— begin ENTRIES PROVIDED —

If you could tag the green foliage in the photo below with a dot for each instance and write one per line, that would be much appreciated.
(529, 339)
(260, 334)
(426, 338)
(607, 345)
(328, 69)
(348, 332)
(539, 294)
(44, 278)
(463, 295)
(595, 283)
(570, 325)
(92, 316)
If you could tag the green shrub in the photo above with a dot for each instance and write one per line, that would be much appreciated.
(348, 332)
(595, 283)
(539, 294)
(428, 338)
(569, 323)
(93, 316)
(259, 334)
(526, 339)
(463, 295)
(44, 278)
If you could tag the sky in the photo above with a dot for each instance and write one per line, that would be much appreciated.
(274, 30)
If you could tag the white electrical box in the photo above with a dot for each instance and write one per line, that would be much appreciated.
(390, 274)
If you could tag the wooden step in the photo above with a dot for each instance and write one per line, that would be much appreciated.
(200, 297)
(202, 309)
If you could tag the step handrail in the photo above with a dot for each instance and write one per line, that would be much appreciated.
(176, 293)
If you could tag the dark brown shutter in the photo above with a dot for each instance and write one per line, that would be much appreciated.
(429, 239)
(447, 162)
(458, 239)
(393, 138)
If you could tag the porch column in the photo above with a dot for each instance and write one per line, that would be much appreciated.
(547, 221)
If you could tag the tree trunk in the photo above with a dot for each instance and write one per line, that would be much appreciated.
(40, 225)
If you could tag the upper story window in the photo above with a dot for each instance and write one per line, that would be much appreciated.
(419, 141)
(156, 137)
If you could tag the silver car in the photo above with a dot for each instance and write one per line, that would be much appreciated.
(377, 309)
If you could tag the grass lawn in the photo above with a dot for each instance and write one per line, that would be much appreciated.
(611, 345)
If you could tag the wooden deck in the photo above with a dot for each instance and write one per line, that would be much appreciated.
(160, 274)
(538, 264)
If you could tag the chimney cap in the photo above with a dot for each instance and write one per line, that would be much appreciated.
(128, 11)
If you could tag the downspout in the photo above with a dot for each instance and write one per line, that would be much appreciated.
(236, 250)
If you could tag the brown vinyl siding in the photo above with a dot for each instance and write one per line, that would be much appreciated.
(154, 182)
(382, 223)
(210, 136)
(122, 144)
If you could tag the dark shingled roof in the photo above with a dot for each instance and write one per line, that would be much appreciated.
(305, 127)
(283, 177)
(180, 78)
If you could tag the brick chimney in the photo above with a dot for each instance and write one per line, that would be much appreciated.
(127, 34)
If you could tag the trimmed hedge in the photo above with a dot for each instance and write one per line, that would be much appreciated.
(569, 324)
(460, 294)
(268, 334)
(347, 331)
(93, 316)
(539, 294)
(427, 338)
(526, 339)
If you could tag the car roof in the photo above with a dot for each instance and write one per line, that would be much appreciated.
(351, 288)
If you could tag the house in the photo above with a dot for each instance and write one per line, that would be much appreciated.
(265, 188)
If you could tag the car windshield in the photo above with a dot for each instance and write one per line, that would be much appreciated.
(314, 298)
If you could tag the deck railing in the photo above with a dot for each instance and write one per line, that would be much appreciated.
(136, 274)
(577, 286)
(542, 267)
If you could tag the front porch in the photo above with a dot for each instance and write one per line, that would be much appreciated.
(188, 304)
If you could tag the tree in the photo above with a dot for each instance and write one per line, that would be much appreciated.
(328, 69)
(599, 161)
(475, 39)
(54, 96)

— end ENTRIES PROVIDED —

SET PROBLEM:
Could you rescale everything from the line containing "If you could tag the car windshield" down to the end of the listing, both ends included? Repeat each of those lines, requests too, but multiply every point coordinate in the answers by 0.6 and round to a whole number, with halves rounding up.

OUTPUT OF THE TASK:
If you could tag the car windshield in the photo above with a dot for each instance and write one per line, that would be much appreciated.
(188, 179)
If you could tag the deck railing in the photo above with a dot for each instance and write one per line, that would be much appreciated.
(82, 164)
(346, 172)
(325, 160)
If you could tag the front porch in the photo above with a dot for each instance and write one per line, that would be much appreciated.
(113, 182)
If you could tag the tree in the photo above with a dot for each instance and write one per line, that would be much appreciated.
(197, 41)
(359, 97)
(285, 23)
(32, 58)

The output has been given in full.